• **Work to complete**:
1 - List every organization or government body named in the paragraphs of the councillor's column, leaving out its heading and byline.
2 - Print everything in the councillor's column from "By Jeff Leiper, Kitchissippi" down to "reiterated my dissent.".
3 - For each statement, say yes or no according to the councillor's column, and quote the words that decide it: (a) Green bin participation currently stands at 51%. (b) The councillor voted for the changes. (c) Council approved the changes unanimously.

• **Supplied passage**:
◇ ◇ ◇ ◇ ◇
April 12, 2018: Councillor’s Corner; News from City Hall.

April 12, 2018: Councillor’s Corner;
News from City Hall.

By Jeff Leiper, Kitchissippi Ward Councillor.

Welcome to April, Kitchissippi. It’s truly springtime now, and we are excited for all the events and activities that come with this new season. Here’s what’s been keeping our office busy this month:

On March 26th the Environment and Climate Protection Committee received recommendations for an updated contract between the City and Orgaworld, the company that processes our organic waste.

Proposed changes, intended to increase our green bin participation from the current rate of 51%, included the disposal of dog waste and single use plastic bags in the green bin.

Because we were unable to refine the contract language to allow only compostable bags in the green bin, I voted against the changes, but that is the only sticking point for me. Council voted 19-3 to approve these changes; I reiterated my dissent.

Ultimately, I hope residents will use only compostable bags in the green bin so we can minimize the amount of plastics in the landfill.
◇ ◇ ◇ ◇ ◇
• **Supplied material**:
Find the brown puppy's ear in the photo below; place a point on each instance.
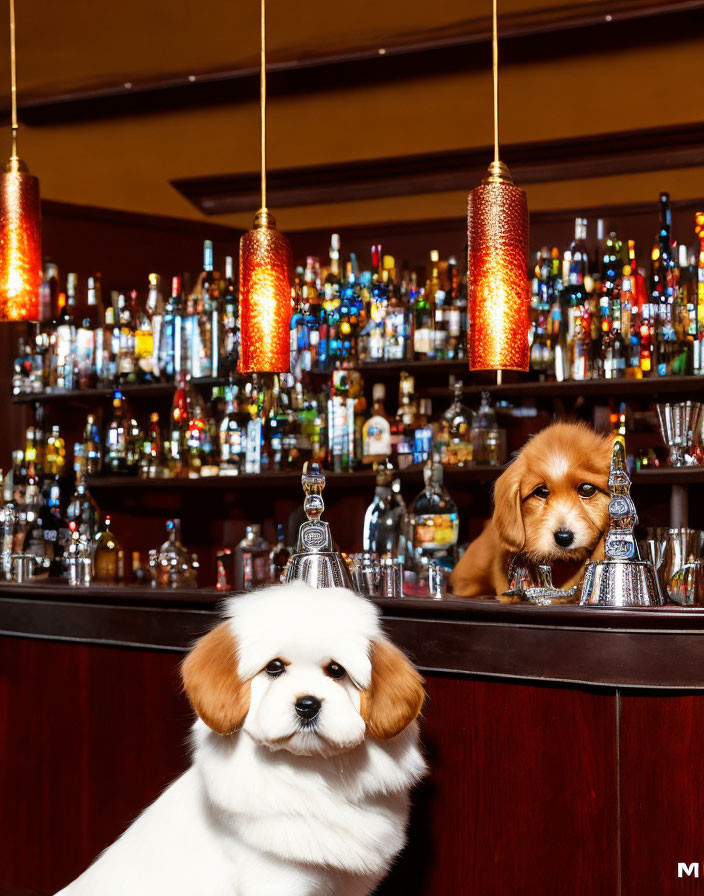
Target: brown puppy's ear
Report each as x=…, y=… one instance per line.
◇ ◇ ◇ ◇ ◇
• **Expected results**:
1 - Environment and Climate Protection Committee, the City, Orgaworld, Council

2 -
By Jeff Leiper, Kitchissippi Ward Councillor.

Welcome to April, Kitchissippi. It’s truly springtime now, and we are excited for all the events and activities that come with this new season. Here’s what’s been keeping our office busy this month:

On March 26th the Environment and Climate Protection Committee received recommendations for an updated contract between the City and Orgaworld, the company that processes our organic waste.

Proposed changes, intended to increase our green bin participation from the current rate of 51%, included the disposal of dog waste and single use plastic bags in the green bin.

Because we were unable to refine the contract language to allow only compostable bags in the green bin, I voted against the changes, but that is the only sticking point for me. Council voted 19-3 to approve these changes; I reiterated my dissent.

3 -
(a) Yes: "increase our green bin participation from the current rate of 51%"
(b) No: "I voted against the changes"
(c) No: "Council voted 19-3 to approve these changes"